*Extract*:
--- START ---

District Court of Appeal of Florida, First District
Nov 15, 1985
476 So. 2d 1366 (Fla. Dist. Ct. App. 1985)

Summary

concluding that directed verdict was appropriate on malpractice claim based on Florida Statute and despite expert opinion to the contrary

Summary of this case from USA Interactive v. Dow Lohnes & Albertson, P.L.L.C.

Opinion

No. BC-448.

October 18, 1985. Rehearing Denied November 15, 1985.

Appeal from the Circuit Court, Calhoun County, W.L. Bailey, J.

Richard Burton Bush of Bush Bush, Tallahassee, for appellants/cross-appellees.

Robert B. Staats, Panama City, for appellee/cross-appellant.


The Chadwicks appeal a jury award of damages in their suit against attorney Bill Corbin "in contract for [his] negligence in performing his function as attorney." Corbin cross-appeals. We affirm on all issues.

The Chadwicks hired Corbin to prepare the documentation for the sale of their business. A portion of the resulting agreement required the buyers to execute and deliver to the Chadwicks security instruments in their favor on the inventory of the business. The instruments were then to be recorded in Calhoun County, Florida, and in the Office of the Secretary of State in Tallahassee. While the agreement did not specifically designate Corbin as the party responsible for the recording, he duly filed the required Form UCC-1 in Calhoun County. He did not file a copy in Tallahassee.

Some two years after the sale, the buyers filed for bankruptcy, listing the Chadwicks as secured creditors. The bankruptcy trustee searched the records at the Secretary of State's Office and, finding no security interest in their favor, notified the Chadwicks that he had a superior interest in the inventory. The trustee took no action to dispose of the inventory for ten months thereafter, when he accepted a bid for it of approximately $2,600. In the ten month interim, the inventory had suffered water damage and the premises on which it was stored was broken into at least once.

The Chadwicks sued Corbin, seeking damages for lost inventory, plus consequential and punitive damages. The latter two damage claims were stricken on a pretrial motion by Corbin. Also stricken before trial were Corbin's defenses of contributory negligence, estoppel, waiver and the statute of limitations. The court declined to grant the Chadwicks' motion in limine seeking to exclude certain evidence of the value of the inventory.

The case proceeded to trial on the issues of whether Corbin committed malpractice and damages. The parties presented conflicting expert testimony on the reasonableness of requiring Corbin to file the security interest with the Secretary of State. The court directed a verdict for the Chadwicks on this question. The jury was therefore permitted to consider only the damages issue and returned an award for the Chadwicks of $7,957.94. The Chadwicks' post-trial motion for attorney's fees pursuant to Fla.R.Civ.P. 1.380(c) was denied.

--- END ---

[Object position labeling entries]

--- START ---

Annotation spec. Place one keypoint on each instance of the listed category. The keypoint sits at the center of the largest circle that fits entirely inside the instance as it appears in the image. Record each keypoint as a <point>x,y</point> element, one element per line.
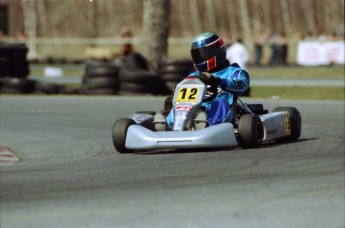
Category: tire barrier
<point>137,81</point>
<point>174,71</point>
<point>13,61</point>
<point>17,86</point>
<point>100,78</point>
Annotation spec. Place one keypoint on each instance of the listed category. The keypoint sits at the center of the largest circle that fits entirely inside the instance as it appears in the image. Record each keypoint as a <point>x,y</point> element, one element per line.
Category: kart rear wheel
<point>295,122</point>
<point>120,134</point>
<point>250,131</point>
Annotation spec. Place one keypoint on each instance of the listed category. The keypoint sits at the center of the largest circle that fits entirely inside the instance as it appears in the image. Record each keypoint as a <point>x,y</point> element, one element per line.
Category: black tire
<point>120,134</point>
<point>250,131</point>
<point>176,66</point>
<point>102,82</point>
<point>101,91</point>
<point>295,122</point>
<point>138,76</point>
<point>18,84</point>
<point>136,61</point>
<point>172,77</point>
<point>48,88</point>
<point>100,69</point>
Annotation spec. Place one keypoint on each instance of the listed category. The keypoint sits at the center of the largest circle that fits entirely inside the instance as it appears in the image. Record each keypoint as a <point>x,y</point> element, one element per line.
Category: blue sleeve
<point>236,81</point>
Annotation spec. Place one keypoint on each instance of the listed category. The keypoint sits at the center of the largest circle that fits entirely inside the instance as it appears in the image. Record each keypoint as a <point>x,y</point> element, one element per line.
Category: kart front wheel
<point>250,131</point>
<point>120,134</point>
<point>295,122</point>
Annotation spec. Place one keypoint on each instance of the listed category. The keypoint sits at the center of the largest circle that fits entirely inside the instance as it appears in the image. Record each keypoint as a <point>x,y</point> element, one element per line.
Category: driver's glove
<point>209,79</point>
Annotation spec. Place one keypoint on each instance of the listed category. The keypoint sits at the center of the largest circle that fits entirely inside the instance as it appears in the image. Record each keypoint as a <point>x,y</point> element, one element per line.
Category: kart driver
<point>212,67</point>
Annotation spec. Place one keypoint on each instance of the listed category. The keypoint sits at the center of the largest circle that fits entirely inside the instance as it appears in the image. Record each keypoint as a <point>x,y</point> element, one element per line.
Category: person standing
<point>237,53</point>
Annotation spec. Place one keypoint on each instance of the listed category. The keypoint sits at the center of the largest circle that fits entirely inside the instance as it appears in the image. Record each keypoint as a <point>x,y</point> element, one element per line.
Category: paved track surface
<point>71,176</point>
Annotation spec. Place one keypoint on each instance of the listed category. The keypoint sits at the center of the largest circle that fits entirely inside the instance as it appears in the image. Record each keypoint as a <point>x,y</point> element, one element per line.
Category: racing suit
<point>233,81</point>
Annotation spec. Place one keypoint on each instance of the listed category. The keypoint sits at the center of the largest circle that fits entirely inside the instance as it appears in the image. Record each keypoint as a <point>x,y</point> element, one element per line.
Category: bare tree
<point>30,23</point>
<point>197,28</point>
<point>155,31</point>
<point>247,32</point>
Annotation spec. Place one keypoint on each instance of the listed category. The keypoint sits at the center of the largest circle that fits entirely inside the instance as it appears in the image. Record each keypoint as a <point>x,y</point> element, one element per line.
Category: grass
<point>298,72</point>
<point>298,93</point>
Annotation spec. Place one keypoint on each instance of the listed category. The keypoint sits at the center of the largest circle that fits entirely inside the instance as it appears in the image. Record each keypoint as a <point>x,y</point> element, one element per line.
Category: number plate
<point>188,95</point>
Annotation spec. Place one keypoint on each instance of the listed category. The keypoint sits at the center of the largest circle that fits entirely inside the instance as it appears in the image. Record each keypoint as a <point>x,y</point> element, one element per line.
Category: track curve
<point>71,176</point>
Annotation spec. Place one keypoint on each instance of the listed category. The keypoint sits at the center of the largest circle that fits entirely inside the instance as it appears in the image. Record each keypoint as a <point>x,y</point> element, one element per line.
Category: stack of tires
<point>100,78</point>
<point>174,71</point>
<point>136,78</point>
<point>14,69</point>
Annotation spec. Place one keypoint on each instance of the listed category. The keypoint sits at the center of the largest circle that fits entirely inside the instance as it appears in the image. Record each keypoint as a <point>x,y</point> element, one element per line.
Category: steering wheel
<point>213,90</point>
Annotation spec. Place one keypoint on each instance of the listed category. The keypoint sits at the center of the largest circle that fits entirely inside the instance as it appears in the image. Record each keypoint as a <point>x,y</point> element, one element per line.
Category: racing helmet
<point>208,51</point>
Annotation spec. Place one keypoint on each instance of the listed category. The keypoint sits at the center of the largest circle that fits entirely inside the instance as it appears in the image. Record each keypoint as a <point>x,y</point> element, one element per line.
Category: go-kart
<point>250,126</point>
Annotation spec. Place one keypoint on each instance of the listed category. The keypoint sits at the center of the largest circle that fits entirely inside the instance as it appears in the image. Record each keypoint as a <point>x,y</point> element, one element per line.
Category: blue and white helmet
<point>208,51</point>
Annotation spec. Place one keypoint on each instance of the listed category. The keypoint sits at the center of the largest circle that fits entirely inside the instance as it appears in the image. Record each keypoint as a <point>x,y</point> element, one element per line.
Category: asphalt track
<point>71,176</point>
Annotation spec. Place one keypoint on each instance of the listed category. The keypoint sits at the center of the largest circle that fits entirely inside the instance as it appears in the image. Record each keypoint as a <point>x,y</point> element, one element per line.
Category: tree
<point>154,41</point>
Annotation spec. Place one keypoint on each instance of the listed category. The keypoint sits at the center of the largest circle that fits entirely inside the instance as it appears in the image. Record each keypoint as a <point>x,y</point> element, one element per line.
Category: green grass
<point>298,93</point>
<point>298,72</point>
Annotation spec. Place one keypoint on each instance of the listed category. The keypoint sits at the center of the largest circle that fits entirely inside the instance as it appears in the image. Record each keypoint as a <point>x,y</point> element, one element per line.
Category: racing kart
<point>250,126</point>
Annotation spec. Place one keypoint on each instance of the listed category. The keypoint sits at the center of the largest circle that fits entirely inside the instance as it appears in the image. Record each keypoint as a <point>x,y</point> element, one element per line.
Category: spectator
<point>127,48</point>
<point>259,41</point>
<point>2,36</point>
<point>237,53</point>
<point>273,42</point>
<point>283,49</point>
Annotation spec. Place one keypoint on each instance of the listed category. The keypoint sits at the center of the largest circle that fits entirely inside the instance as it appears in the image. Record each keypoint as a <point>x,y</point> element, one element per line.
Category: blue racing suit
<point>233,81</point>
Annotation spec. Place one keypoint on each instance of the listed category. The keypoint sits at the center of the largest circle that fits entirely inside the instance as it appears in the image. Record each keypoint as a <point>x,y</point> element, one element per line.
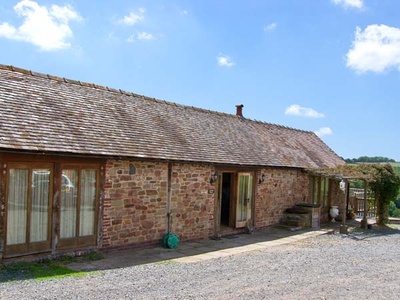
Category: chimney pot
<point>239,110</point>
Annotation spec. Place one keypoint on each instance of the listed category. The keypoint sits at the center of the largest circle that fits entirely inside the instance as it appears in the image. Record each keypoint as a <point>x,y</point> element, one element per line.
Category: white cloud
<point>225,61</point>
<point>270,27</point>
<point>375,49</point>
<point>145,36</point>
<point>46,28</point>
<point>140,36</point>
<point>133,17</point>
<point>323,131</point>
<point>297,110</point>
<point>350,3</point>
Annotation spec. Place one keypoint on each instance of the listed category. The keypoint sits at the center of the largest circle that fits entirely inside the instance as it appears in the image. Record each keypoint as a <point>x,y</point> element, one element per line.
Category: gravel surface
<point>355,266</point>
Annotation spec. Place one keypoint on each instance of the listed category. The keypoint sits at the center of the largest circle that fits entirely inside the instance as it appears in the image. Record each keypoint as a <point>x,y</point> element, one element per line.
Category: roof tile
<point>49,113</point>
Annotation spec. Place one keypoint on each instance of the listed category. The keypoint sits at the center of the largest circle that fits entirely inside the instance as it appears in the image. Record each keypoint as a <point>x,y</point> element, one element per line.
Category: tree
<point>382,179</point>
<point>385,185</point>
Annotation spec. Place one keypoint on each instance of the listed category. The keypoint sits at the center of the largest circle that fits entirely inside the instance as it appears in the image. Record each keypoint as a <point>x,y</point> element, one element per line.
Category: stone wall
<point>135,206</point>
<point>192,201</point>
<point>281,189</point>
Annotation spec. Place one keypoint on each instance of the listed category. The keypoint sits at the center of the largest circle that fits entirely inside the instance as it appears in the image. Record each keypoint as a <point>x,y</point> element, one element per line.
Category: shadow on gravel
<point>360,234</point>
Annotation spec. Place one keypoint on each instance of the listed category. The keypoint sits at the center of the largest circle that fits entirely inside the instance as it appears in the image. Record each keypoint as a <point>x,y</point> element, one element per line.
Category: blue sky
<point>328,66</point>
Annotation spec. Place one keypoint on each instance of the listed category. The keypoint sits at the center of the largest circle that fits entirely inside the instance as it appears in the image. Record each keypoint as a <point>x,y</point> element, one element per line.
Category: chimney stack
<point>239,110</point>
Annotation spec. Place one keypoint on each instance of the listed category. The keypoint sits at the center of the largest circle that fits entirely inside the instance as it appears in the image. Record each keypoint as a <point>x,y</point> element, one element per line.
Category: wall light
<point>214,178</point>
<point>262,179</point>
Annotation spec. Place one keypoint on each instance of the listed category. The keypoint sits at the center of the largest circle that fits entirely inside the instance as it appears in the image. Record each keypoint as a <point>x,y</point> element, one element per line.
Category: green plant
<point>45,268</point>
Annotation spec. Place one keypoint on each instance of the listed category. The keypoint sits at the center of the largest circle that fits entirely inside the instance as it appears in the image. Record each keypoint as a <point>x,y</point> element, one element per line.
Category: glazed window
<point>29,192</point>
<point>319,190</point>
<point>78,207</point>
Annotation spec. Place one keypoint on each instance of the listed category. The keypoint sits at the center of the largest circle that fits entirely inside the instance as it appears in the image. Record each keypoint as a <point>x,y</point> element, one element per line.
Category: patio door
<point>29,191</point>
<point>244,199</point>
<point>78,207</point>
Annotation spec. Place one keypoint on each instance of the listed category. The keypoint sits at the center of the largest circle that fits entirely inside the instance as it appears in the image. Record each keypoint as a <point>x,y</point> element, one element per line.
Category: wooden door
<point>244,199</point>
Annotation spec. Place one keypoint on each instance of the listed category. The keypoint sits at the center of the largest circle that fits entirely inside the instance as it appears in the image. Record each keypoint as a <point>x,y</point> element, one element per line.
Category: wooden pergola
<point>346,174</point>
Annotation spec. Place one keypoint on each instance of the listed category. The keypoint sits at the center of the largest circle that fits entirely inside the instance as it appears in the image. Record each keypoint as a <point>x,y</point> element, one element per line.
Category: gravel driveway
<point>355,266</point>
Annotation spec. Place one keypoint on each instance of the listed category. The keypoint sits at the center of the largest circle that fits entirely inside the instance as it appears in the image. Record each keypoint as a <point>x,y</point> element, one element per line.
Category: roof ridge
<point>105,88</point>
<point>123,92</point>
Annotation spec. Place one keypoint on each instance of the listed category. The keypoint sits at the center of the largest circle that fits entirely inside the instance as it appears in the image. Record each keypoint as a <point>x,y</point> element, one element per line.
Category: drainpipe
<point>343,227</point>
<point>169,197</point>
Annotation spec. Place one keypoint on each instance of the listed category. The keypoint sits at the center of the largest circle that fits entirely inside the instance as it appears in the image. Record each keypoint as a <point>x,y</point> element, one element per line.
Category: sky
<point>327,66</point>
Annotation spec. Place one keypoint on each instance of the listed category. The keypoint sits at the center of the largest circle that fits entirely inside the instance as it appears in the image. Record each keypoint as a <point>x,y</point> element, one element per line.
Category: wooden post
<point>343,227</point>
<point>364,221</point>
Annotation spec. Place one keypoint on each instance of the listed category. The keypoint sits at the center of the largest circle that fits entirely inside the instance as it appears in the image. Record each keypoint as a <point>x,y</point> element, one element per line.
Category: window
<point>78,207</point>
<point>29,191</point>
<point>319,190</point>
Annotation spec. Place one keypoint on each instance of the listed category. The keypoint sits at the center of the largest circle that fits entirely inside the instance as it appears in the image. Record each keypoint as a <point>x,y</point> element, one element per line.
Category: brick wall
<point>281,189</point>
<point>135,206</point>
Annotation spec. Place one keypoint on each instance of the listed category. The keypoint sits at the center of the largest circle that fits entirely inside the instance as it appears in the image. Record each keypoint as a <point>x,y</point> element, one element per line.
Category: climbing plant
<point>382,180</point>
<point>386,186</point>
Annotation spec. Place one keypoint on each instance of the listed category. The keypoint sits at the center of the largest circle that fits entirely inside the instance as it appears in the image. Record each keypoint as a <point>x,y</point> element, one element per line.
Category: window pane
<point>88,202</point>
<point>69,198</point>
<point>17,206</point>
<point>40,205</point>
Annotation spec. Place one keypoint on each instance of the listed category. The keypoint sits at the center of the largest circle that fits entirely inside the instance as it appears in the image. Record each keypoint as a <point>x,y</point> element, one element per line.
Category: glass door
<point>29,191</point>
<point>244,199</point>
<point>78,207</point>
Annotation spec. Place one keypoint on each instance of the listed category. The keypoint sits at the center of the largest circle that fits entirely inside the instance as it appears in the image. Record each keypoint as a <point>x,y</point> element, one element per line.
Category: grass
<point>44,269</point>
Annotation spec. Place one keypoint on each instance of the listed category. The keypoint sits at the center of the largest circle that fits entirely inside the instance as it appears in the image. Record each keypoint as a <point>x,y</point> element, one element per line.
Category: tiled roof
<point>46,113</point>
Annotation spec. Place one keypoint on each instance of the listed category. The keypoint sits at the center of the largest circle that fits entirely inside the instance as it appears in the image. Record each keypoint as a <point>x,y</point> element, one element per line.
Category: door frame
<point>233,197</point>
<point>29,247</point>
<point>9,161</point>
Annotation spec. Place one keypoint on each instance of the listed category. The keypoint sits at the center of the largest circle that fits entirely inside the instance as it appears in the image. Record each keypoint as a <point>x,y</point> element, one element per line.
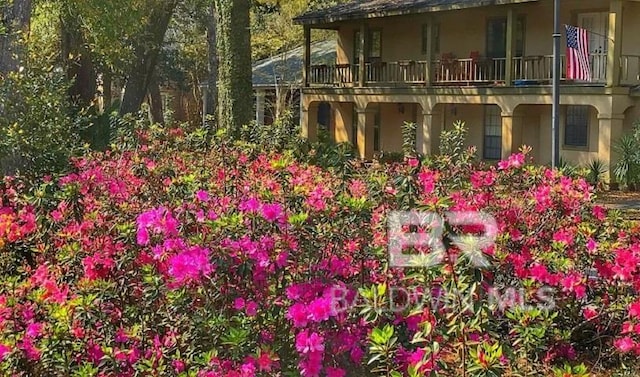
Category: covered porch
<point>500,46</point>
<point>497,126</point>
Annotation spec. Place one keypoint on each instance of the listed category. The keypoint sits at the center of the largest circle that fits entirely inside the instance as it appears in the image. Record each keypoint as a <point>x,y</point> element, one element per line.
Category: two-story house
<point>487,62</point>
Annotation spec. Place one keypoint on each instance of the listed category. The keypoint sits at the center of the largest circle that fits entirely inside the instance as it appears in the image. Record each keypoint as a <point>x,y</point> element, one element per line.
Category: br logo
<point>424,231</point>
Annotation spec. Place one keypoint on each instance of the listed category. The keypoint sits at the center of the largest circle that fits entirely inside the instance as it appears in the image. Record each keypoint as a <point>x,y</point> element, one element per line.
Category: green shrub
<point>37,134</point>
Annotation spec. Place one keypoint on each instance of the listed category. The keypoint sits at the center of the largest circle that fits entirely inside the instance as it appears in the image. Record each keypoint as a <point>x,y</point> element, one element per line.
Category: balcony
<point>476,71</point>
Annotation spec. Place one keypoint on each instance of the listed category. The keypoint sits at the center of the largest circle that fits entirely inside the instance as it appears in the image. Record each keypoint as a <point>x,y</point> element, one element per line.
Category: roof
<point>360,9</point>
<point>286,67</point>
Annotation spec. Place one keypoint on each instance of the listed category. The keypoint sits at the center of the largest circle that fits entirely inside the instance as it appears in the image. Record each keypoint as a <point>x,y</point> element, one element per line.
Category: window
<point>324,117</point>
<point>576,128</point>
<point>492,149</point>
<point>374,45</point>
<point>436,38</point>
<point>520,35</point>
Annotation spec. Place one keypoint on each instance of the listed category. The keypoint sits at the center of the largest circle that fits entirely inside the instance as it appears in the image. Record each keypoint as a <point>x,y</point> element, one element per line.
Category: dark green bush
<point>37,133</point>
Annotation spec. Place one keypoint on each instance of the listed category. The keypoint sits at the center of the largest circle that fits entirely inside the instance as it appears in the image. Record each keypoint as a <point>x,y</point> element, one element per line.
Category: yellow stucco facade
<point>438,67</point>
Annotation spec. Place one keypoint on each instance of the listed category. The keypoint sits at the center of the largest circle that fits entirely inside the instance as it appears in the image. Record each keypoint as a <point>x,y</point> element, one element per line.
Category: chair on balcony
<point>375,70</point>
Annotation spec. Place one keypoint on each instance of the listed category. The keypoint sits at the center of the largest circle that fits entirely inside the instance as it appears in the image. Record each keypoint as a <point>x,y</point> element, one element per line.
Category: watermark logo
<point>423,232</point>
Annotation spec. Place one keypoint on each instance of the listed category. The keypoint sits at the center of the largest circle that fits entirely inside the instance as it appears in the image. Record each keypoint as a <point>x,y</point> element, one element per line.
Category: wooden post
<point>362,59</point>
<point>424,133</point>
<point>507,135</point>
<point>428,75</point>
<point>508,70</point>
<point>307,55</point>
<point>615,43</point>
<point>260,105</point>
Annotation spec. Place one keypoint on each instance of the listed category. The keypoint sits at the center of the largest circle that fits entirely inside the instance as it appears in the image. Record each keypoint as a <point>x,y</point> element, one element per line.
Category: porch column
<point>365,134</point>
<point>362,59</point>
<point>507,135</point>
<point>609,131</point>
<point>423,139</point>
<point>260,99</point>
<point>508,70</point>
<point>309,122</point>
<point>614,38</point>
<point>306,60</point>
<point>428,74</point>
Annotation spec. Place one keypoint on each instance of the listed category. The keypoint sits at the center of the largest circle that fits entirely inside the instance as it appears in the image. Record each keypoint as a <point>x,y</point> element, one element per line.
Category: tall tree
<point>15,17</point>
<point>235,96</point>
<point>147,50</point>
<point>212,43</point>
<point>77,58</point>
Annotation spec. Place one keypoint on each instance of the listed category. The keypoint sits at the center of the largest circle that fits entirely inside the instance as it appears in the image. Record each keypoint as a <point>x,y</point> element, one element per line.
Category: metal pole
<point>555,109</point>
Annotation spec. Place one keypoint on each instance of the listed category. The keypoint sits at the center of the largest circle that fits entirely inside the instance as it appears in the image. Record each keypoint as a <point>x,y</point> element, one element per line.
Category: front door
<point>596,25</point>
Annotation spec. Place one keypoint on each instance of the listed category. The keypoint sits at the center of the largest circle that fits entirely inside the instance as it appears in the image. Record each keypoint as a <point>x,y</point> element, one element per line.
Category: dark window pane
<point>576,129</point>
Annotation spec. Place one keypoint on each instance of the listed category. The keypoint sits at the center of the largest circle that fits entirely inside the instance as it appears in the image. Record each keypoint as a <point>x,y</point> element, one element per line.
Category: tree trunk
<point>155,103</point>
<point>77,59</point>
<point>146,58</point>
<point>212,80</point>
<point>235,94</point>
<point>15,19</point>
<point>107,94</point>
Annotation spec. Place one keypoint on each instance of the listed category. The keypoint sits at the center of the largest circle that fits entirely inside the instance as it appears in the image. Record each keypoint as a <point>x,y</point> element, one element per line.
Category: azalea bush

--- END ---

*Given exercise 1*: In the court opinion, replace "Calhoun County" with "Liberty County" and write out the passage from "concluding that directed" up to and including "W.L. Bailey, J.".
*Given exercise 2*: Summarize the court opinion in two sentences.

*Final result 1*:
concluding that directed verdict was appropriate on malpractice claim based on Florida Statute and despite expert opinion to the contrary

Summary of this case from USA Interactive v. Dow Lohnes & Albertson, P.L.L.C.

Opinion

No. BC-448.

October 18, 1985. Rehearing Denied November 15, 1985.

Appeal from the Circuit Court, Liberty County, W.L. Bailey, J.

*Final result 2*: The Chadwicks hired attorney Bill Corbin to prepare the documentation for the sale of their business, and he filed the required UCC-1 form in Calhoun County but not with the Secretary of State in Tallahassee, so when the buyers went bankrupt the trustee found no recorded security interest there and claimed a superior interest in the inventory. The Chadwicks sued Corbin, the trial court directed a verdict for them on the malpractice question, the jury awarded them $7,957.94, and the appeals court affirmed on all issues raised in both the appeal and the cross-appeal.